§ 提示文:
広島に骨を埋める気はなかったんです。ここでアナウンサーとして修行をして、いつか俺は東京で実況アナウンサーをやるんだ、と思っていましたから。ある程度、時間を経て来るとやはり立場も昇格していくんですよ。このままいくとプロデューサーになってしまって現場を離れていくことになっていくだろう、というときに、当初の目標でもあったプロレスの実況の夢も叶えたし、もう辞めよう、と思ったんです。この機会に東京に出て、プロレスの実況をやってみよう、と。ところが東京に出て来たら、プロレス人気が冷え込んでいた。やはり地方は東京での現象がちょっと遅れて来るんですね。広島はまだそこまで冷え込んでいなくても、東京はその先をいっていて。物凄く冷えていたんですね。あれはビックリしましたね。最初に新日本プロレスに「東京に出て来ました」とご挨拶に行ったときの後楽園ホールに、あまりにも人がいなくてビックリしました。試合も盛り上がっていなくて。2006年の1月のことでした。
――その時代をご覧になってきた清野アナから見ていて、現在の人気はどのように映っていらっしゃいますか?
よくぞここまで、という想いですね。当時からいて、今も頑張っているレスラーに対しても「よく頑張った!」と思います。それと同時に、その時代を知らない人も入って来ていますから、うらやましいですね。
――そんな中、清野アナはここで培ってきた実況を「実況芸」というひとつのエンターテイメントにされました。様々なジャンルの方とのコラボレートをしていかれますが、そのきっかけになったことはあったんですか?
演芸の世界の人と触れ合うようになったことがきっかけですね。2016年くらいに、落語家の方や講談師の方とお仕事をする機会に恵まれて、「これはいい世界だな」と感じたんです。しゃべって、話を聞かせて、お金をもらう。話芸の力みたいなものを感じたのはあります。これは実況でも出来るんじゃないか、と。伝統芸能は何百年単位で続いてきたものだからある程度確立したものがあるんですが、実況というスキルはラジオ放送が始まってからだから話芸としての歴史は短いし、世の中の評価も低いなと思ったんです。これは放送だけではなく、ひとつの話芸になるんじゃないかと思ったのが始まりでした。
――そこでどういった方とコラボレートをされたんでしょうか。
2016年は落語家の立川吉笑さんや講談師の神田松之丞さんと二人会でご一緒させてもらったんです。それぞれ15分なり20分なりをもらうんですが、そこで実況だけでお客さんを満足させるというのは難しいことなんですよね。基本的に実況は試合があってそこに音をつける。でもその試合がなくなったときに実況だけで聞かせるって実は結構大変なんです。遡ると古舘さんが「トーキングブルース」でやっていらっしゃるのだから、お手本にしてやってみよう、と。だから演芸の人たちと古舘さんの存在があるからこそ、話芸としてクリエイトできたんだと思います。
――そこからプロレスの実況のみならずゲームの実況などもされるようになられた中、昨年はSKY-HIことAAAの日高光啓さんのラップを実況されました。こちらの手応えはいかがでしたか?

§ データ抜粋:
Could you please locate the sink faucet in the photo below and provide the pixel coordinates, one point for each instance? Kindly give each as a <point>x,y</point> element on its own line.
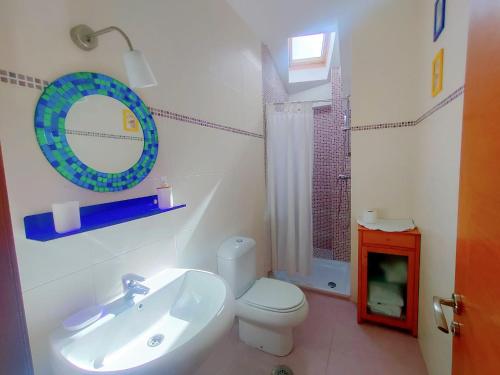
<point>132,286</point>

§ 課題の指示: 提示文の「広島に骨を埋める気はなかった」から「なったことはあったんですか?」までを、末尾の語句も含めて一字一句そのまま引用すること。

§ 正答:
広島に骨を埋める気はなかったんです。ここでアナウンサーとして修行をして、いつか俺は東京で実況アナウンサーをやるんだ、と思っていましたから。ある程度、時間を経て来るとやはり立場も昇格していくんですよ。このままいくとプロデューサーになってしまって現場を離れていくことになっていくだろう、というときに、当初の目標でもあったプロレスの実況の夢も叶えたし、もう辞めよう、と思ったんです。この機会に東京に出て、プロレスの実況をやってみよう、と。ところが東京に出て来たら、プロレス人気が冷え込んでいた。やはり地方は東京での現象がちょっと遅れて来るんですね。広島はまだそこまで冷え込んでいなくても、東京はその先をいっていて。物凄く冷えていたんですね。あれはビックリしましたね。最初に新日本プロレスに「東京に出て来ました」とご挨拶に行ったときの後楽園ホールに、あまりにも人がいなくてビックリしました。試合も盛り上がっていなくて。2006年の1月のことでした。
――その時代をご覧になってきた清野アナから見ていて、現在の人気はどのように映っていらっしゃいますか?
よくぞここまで、という想いですね。当時からいて、今も頑張っているレスラーに対しても「よく頑張った!」と思います。それと同時に、その時代を知らない人も入って来ていますから、うらやましいですね。
――そんな中、清野アナはここで培ってきた実況を「実況芸」というひとつのエンターテイメントにされました。様々なジャンルの方とのコラボレートをしていかれますが、そのきっかけになったことはあったんですか?